## TEXT SHOWN

▼

Starting over at 55. Autism, relationship's and connection


I’m 55, autistic, and have spent much of my life caring for others like the“I-can-help” robot in Fargo.Robot always pleasing and denying myself.

Therapy helped me understand my autism and my situation within relationships.

Now I’m trying to make new connections and explore friendships and relationships, including aspects of my LGBTQ+ identity.

It feels hard, and I sometimes wonder if it’s worth it at this stage. New social situations can be overwhelming, and I often feel lonely.

But I’m learning that even small steps showing up, reaching out, exploring interests can make a difference.

I’d love to hear from anyone who’s faced similar challenges later in life.

How did you build connections or come to terms with your past?

And how do you find the motivation to keep pushing on when the world and people can be so scary.?

  • Thank you for taking the time to reply. It helps me feel a bit less alone.

    I really appreciate your honesty and the way you explained things.

    I liked what you said about the florist, it’s comforting to hear how those small conversations can grow into something meaningful.

    It gives me a bit of hope.

  • Thank you for replying

    It really helps hearing from someone else who was diagnosed later in life. It makes me feel a bit less alone.

    What you said about understanding the past and then living more in the moment is something I’m slowly trying to learn.


    For hobbies, I like running and walking, being out in nature, and doing a bit of sketching.

  • I discovered that I was on the spectrum in my mid fifties too, which was almost ten years ago now. I'm extremely lucky to have a partner and we're both now retired, so I don't feel lonely, but I feel sorry that you sometimes do.

    I think that to come to terms with your past you just have to understand why you did things and why others reacted the way they did, then accept that it is now in the past and move on and live in the moment.

    I hope you find comfort by being part of this community. What are your hobbies?

  • I don't have a solution. But the motivation to do anything comes from within. If it matters enough, then it matters enough to do something.

▲

## ACTIVITY LIST
A – Translate this sentence from the forum post about starting over at 55 into Spanish: "Therapy helped me understand my autism and my situation within relationships."
B – Continue the forum thread about starting over at 55 with autism, picking up after its last sentence.

## DATASET RECORDS
▼

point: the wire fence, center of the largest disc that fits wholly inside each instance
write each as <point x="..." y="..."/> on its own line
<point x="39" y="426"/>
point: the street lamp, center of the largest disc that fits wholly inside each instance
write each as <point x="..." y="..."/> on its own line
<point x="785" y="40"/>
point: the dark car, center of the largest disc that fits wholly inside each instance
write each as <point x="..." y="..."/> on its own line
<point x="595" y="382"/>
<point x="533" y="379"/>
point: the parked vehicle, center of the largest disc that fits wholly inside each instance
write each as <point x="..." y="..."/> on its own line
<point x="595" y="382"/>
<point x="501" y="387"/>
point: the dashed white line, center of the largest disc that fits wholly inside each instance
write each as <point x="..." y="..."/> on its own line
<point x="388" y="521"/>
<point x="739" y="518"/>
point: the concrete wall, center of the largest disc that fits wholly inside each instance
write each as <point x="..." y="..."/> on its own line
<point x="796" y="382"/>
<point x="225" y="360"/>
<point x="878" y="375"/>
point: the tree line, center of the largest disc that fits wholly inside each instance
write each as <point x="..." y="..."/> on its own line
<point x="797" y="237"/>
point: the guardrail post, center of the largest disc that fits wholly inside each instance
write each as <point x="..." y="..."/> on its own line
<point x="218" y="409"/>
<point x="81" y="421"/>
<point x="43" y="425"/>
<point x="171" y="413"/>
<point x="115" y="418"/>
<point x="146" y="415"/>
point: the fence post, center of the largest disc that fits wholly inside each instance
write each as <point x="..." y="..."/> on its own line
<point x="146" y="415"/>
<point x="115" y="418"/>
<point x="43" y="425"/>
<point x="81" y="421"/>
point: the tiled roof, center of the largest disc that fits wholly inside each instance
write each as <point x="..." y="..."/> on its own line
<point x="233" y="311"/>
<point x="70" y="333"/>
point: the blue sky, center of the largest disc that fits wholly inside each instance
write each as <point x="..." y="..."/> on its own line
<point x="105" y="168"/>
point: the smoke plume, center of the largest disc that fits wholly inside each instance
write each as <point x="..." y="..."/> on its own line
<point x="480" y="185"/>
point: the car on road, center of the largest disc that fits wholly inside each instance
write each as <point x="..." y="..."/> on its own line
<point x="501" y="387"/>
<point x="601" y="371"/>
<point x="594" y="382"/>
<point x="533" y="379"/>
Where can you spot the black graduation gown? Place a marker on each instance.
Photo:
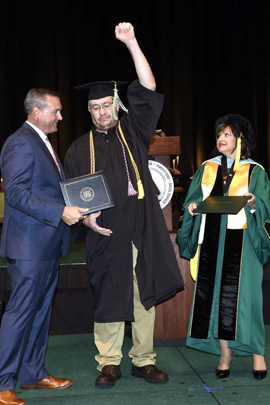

▲

## ANSWERS
A – La terapia me ayudó a entender mi autismo y mi situación dentro de las relaciones.

B –
    Casual acquaintances are not too hard. I now talk to my local florist quite a bit. I spend £100 a month on flowers, so there is some motivation for her, but we talk about all sorts. It started off with a few words, but I tried showing some vulnerability, something I got from a YouTube relationship video strangely, and we now talk about all sorts. I spent about 90 minutes in the shop last Saturday.

    I forced myself to go to local pub and coffee shop his year, but you don't really interact much in either. 

    Since WFH no one goes to work anymore, so it is not so easy to meet new people at work, unless you work in sales perhaps. I still go 5 days a week although I could do it all from home. Some days it is just me in a 2000 sqft office. It is autism friendly I guess.

    Online is not so hard, is better than nothing and is less tiring, but online is not face to face. Meeting real people in the real world for non-trivial conversations is not easy. 

    As the AI put it, you've done life on hard mode and it took 56 years to break, that is not too bad. I've never asked for anything. It is just me against the world. It does of course mean any mistakes are my own, which made blame, shame and guilt a challenge.

    How to come to terms with it all? I don't know. I could not have arrived at this current point by any other route. I would not be the person I now am.

    I think you have to like who you are, accept who you are, recognise your good bits, forgive your bad bits, try to be good, acknowledge the past instead of burying it, find something to look forward to, and realise that for most people it is a grind.

    Everybody struggles. We just think about it more and are therefore more scared to act. 

    How to avoid being taken advantage of if you are too open is a tricky one though.